YOUR INSTRUCTIONS → Write out exactly the lines below that run from the one containing "Would you mind annotating the green railing" through the one containing "Would you mind annotating the sky", both included, with no other lines.

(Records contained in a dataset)
◇ ◇ ◇ ◇ ◇
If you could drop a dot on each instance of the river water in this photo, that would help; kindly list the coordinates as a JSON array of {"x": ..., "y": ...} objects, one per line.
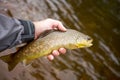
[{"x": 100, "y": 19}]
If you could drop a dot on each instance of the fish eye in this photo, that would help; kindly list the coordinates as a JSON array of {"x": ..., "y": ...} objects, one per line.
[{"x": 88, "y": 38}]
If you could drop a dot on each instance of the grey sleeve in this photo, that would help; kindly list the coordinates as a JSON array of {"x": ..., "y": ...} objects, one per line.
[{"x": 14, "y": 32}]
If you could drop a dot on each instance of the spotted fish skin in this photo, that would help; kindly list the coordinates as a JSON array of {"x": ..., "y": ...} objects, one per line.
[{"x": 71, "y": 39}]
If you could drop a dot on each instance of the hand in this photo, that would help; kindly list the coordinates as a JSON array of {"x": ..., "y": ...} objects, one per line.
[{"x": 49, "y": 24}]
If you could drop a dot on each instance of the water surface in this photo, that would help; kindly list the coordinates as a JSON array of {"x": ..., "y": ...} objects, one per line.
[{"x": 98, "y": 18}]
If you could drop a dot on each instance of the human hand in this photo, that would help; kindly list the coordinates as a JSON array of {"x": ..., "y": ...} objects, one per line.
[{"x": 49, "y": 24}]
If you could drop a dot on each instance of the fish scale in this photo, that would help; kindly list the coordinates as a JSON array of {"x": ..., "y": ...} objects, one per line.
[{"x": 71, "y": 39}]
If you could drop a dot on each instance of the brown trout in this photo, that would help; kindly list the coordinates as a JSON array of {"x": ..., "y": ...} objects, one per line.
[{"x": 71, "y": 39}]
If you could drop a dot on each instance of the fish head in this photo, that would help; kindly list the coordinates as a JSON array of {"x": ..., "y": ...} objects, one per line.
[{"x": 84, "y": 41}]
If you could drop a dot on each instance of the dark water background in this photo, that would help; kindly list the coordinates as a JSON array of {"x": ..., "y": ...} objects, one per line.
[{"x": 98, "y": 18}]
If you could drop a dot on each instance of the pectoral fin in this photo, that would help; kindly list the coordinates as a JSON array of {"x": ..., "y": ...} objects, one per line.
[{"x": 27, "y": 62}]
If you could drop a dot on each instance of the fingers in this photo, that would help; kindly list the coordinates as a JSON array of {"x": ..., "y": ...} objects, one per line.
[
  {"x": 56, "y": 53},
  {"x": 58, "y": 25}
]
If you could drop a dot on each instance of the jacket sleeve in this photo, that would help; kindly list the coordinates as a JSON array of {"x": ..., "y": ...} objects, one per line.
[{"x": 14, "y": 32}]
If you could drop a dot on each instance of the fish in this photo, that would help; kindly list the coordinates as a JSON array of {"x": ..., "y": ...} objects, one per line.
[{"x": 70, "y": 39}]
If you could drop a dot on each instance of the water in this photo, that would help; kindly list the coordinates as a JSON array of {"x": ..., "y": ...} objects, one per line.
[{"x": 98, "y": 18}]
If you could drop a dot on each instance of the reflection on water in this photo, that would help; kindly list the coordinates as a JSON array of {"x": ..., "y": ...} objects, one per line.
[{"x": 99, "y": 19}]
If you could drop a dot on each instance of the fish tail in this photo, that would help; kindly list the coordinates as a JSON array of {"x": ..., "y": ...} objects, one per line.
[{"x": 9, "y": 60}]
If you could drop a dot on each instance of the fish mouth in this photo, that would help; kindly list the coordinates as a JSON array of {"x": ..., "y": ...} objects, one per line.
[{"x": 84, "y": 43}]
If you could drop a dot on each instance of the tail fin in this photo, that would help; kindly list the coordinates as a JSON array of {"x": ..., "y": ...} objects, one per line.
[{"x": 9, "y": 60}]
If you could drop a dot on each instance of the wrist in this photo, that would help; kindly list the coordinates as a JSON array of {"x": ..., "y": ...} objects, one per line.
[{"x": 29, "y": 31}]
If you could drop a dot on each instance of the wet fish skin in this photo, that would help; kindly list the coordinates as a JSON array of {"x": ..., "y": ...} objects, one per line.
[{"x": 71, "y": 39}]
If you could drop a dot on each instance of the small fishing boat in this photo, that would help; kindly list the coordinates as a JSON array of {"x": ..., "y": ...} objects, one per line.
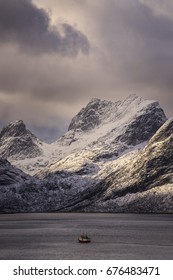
◇ ◇ ◇ ◇ ◇
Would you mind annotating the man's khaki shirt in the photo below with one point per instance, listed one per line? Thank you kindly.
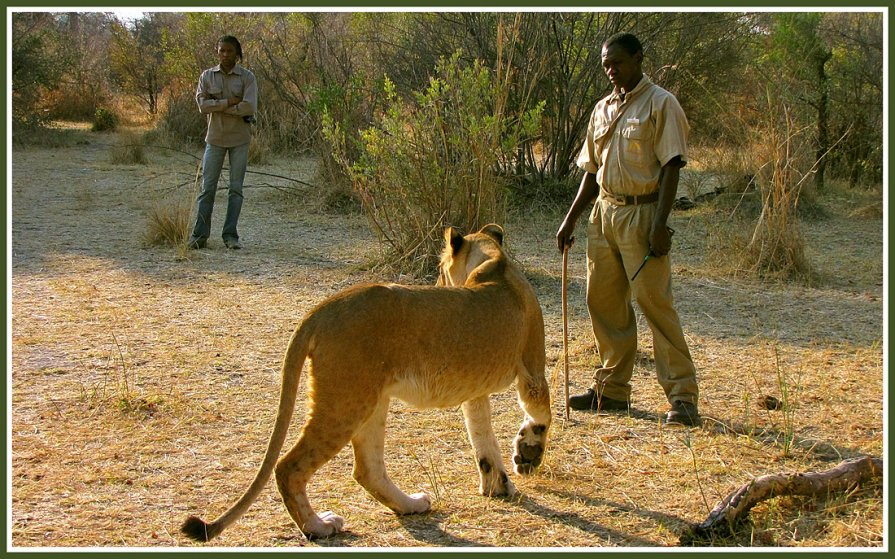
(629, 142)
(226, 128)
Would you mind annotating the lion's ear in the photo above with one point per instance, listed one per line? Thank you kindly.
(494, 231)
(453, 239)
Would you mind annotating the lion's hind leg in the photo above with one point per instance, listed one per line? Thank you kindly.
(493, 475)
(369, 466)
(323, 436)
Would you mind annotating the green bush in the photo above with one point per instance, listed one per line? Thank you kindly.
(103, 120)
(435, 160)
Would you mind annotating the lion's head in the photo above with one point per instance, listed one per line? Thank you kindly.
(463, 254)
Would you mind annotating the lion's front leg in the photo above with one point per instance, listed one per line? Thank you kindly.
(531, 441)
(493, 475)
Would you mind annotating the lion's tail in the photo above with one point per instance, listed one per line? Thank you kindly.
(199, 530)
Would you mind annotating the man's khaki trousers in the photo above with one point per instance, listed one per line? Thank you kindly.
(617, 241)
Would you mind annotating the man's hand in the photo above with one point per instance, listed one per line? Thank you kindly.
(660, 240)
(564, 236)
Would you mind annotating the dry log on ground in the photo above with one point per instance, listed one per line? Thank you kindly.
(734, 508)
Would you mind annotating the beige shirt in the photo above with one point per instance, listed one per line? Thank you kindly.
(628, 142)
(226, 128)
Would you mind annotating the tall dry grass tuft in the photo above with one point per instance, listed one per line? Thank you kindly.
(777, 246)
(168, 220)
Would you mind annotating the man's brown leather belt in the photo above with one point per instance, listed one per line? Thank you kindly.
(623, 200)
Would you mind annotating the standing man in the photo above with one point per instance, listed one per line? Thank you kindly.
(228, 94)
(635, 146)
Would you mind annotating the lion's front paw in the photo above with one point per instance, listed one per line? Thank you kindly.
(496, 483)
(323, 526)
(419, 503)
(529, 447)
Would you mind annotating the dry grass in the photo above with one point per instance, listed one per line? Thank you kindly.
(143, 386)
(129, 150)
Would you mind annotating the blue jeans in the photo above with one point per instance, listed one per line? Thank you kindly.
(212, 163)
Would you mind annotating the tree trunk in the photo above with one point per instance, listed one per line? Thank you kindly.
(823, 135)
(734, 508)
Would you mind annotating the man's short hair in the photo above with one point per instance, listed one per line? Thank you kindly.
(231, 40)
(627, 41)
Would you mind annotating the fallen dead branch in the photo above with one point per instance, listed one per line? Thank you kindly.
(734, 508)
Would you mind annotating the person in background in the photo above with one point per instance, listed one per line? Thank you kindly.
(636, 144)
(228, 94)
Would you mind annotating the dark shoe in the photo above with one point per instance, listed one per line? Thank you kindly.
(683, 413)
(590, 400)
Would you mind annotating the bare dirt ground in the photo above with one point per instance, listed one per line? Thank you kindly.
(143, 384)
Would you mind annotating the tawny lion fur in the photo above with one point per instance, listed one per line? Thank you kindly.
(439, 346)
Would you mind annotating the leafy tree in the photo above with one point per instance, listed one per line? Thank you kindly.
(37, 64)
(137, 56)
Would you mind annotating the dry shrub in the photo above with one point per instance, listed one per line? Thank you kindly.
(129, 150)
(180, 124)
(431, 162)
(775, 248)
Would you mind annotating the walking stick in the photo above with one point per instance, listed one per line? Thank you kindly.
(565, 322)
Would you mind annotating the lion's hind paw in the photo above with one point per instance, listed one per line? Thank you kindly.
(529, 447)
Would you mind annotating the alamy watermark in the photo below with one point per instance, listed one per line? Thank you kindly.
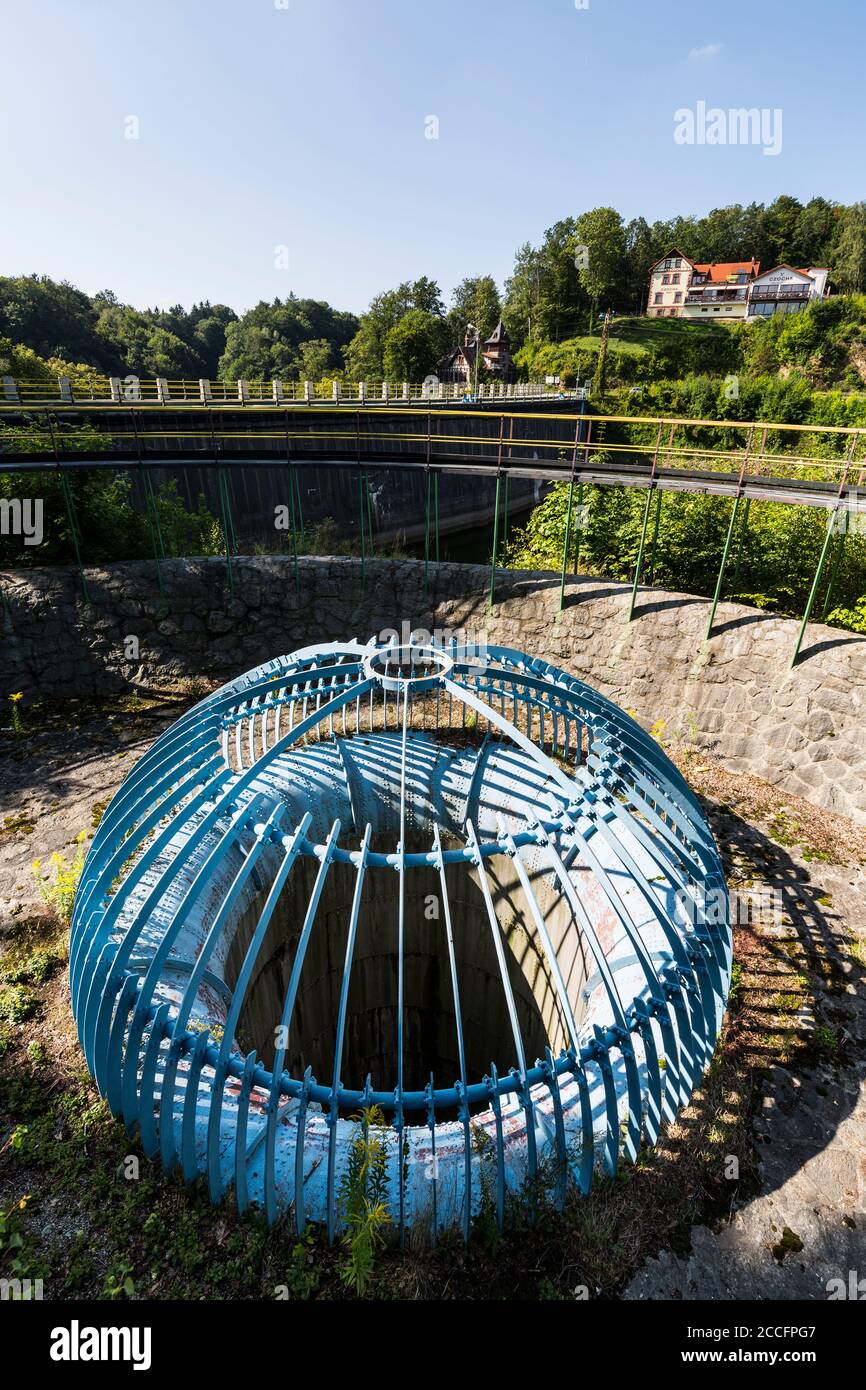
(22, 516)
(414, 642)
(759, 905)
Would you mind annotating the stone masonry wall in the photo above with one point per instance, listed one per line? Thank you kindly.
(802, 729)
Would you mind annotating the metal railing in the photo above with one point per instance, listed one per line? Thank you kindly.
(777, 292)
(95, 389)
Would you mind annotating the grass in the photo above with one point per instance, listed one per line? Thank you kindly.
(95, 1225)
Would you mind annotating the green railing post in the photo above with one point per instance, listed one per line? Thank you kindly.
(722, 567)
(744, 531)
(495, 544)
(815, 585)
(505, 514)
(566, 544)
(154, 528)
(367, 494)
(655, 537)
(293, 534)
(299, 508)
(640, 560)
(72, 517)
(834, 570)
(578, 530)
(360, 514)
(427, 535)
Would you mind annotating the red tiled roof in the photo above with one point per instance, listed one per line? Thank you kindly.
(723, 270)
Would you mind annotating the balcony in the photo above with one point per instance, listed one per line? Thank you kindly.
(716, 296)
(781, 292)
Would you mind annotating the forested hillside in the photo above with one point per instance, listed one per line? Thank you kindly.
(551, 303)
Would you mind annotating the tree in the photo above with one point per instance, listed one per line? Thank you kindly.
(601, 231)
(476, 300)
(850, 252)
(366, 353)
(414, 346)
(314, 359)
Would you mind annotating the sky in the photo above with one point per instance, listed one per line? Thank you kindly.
◇ ◇ ◇ ◇ ◇
SOLUTION →
Would you mind annotating the green railing post in the photo above with one point per instance, listed one per line? Thank you kindly.
(722, 567)
(744, 531)
(495, 544)
(815, 585)
(505, 514)
(566, 544)
(154, 528)
(367, 494)
(655, 537)
(293, 534)
(299, 508)
(640, 560)
(72, 517)
(834, 570)
(578, 530)
(360, 514)
(427, 535)
Would you mind annotating the red tiled roof in the photo above with one point per instance, listed one per line? Thank you kindly.
(723, 270)
Would you mind annotating the balcony in the photo above with one point per instance, listed one per line? Thank you kindly.
(716, 296)
(781, 292)
Would you mind annotating the forested hillside in the photo above with one point per instance, listed one per line? Thank you kindly.
(551, 303)
Would you mind annotating the tree in the photo above with one point per instance, listed one per line? Thank you kindly.
(601, 231)
(476, 300)
(850, 252)
(366, 353)
(414, 346)
(314, 359)
Would you mind annotating the sky in the photo above with one point per instance, listed one per line? Thank you kindly.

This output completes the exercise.